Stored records
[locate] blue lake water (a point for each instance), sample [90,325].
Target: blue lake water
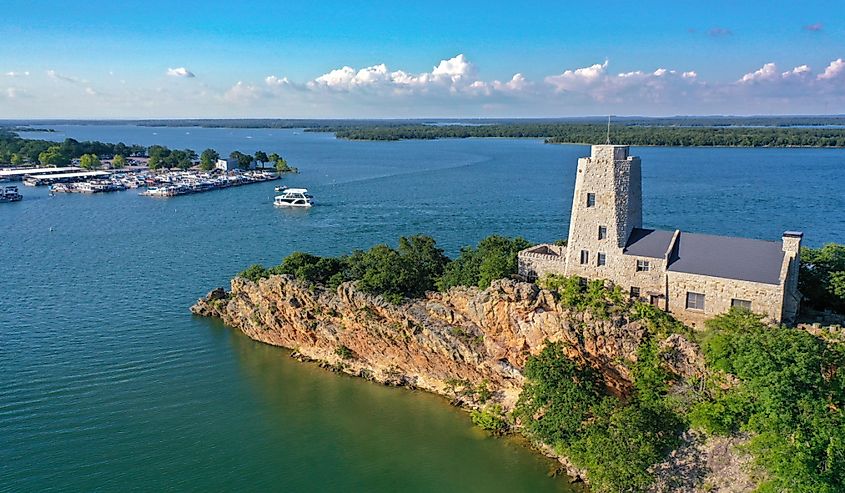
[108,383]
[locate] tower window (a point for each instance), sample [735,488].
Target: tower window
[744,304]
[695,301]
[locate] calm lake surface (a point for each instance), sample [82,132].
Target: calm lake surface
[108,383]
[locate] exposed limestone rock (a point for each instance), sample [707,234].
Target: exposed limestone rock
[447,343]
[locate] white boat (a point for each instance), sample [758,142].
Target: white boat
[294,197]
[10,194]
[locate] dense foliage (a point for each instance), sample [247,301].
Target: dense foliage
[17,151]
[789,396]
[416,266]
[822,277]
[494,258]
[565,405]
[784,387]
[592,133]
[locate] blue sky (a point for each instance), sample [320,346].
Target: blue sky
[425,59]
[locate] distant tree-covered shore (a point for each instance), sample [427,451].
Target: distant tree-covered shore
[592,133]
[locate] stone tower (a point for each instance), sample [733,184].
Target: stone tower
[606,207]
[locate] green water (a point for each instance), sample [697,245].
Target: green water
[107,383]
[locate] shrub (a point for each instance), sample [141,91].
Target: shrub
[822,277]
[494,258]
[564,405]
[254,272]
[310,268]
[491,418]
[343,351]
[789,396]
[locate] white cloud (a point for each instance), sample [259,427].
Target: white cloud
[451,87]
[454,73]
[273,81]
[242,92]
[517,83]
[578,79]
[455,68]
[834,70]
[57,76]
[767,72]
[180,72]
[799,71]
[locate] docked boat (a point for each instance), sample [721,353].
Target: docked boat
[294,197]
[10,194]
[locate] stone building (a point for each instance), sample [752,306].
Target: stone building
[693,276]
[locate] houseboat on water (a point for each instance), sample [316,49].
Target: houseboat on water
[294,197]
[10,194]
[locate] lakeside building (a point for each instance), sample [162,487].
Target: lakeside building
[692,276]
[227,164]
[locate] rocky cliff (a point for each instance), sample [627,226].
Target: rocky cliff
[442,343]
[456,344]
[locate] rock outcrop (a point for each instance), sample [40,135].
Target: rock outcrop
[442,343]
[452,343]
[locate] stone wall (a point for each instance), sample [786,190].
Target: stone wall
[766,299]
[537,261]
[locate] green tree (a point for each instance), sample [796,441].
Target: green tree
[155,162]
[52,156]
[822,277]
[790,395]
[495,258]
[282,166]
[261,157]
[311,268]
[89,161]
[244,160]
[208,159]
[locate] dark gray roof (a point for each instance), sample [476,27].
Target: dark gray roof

* EXERCISE BRIEF
Copy all of the data above word for word, leaving out the pictures.

* FULL RESPONSE
[locate] blue lake water (a point for each instance), sample [90,325].
Target: blue lake water
[108,383]
[locate] tower window (a point for each instance), sample [735,488].
Target: tower window
[744,304]
[695,301]
[locate] calm lake surface (a point for each instance), sample [82,132].
Target: calm lake surface
[108,383]
[locate] exposed limestone rock (a point for each instance), sample [707,234].
Target: exposed limestone rock
[447,343]
[locate] white boat (a point for each instance), sample [758,142].
Target: white boat
[294,197]
[10,194]
[locate] dense foliage (a point for each instance), sample [247,301].
Target: dense foliage
[17,151]
[789,396]
[416,266]
[822,277]
[494,258]
[565,405]
[784,387]
[592,133]
[locate] blue sky (a point for each instance), sample [320,346].
Target: blue sky
[425,59]
[locate] distant tree-covered shore (a point for each instance), sample [427,451].
Target: distant tree-covered shore
[592,133]
[locate] stone tower (a point for each instance), sample [733,184].
Target: stone tower
[606,207]
[locate] green water (a point for each instance), sample [697,245].
Target: green water
[107,383]
[locate] shrub (a point for each instance), sample [141,91].
Target: shrub
[822,277]
[494,258]
[564,405]
[254,272]
[310,268]
[491,418]
[343,351]
[789,396]
[locate] white cloud (a point for each instance), sample [259,427].
Target: white cloud
[451,87]
[454,73]
[273,81]
[242,92]
[517,83]
[578,79]
[455,68]
[834,70]
[57,76]
[767,72]
[180,72]
[799,71]
[locate] docked boat (a point for each instance), sample [721,353].
Target: docked boat
[294,197]
[10,194]
[locate] stone building (a point for each instance), sample [752,306].
Target: stone building
[693,276]
[locate] houseboat on water (a point for each instance), sample [316,49].
Target: houseboat on water
[294,197]
[10,194]
[locate] lakeside building (a point for each instance), sample [162,487].
Target: lakeside building
[692,276]
[227,164]
[locate] rocky cliff (a point for each instance), sample [627,226].
Target: rocky cliff
[442,343]
[456,344]
[locate] rock outcrop (a point for each instance), sample [40,135].
Target: rock outcrop
[442,343]
[452,343]
[locate] stone wall (a point for each instance), sample [786,190].
Target: stone wall
[766,299]
[537,261]
[locate] green tree (a point for each instance), sample [796,441].
Target: green tree
[155,162]
[52,156]
[822,277]
[790,395]
[495,258]
[282,166]
[261,157]
[311,268]
[89,161]
[244,160]
[208,159]
[locate] dark gray roof (a point for each instance), sample [476,27].
Target: dark gray roof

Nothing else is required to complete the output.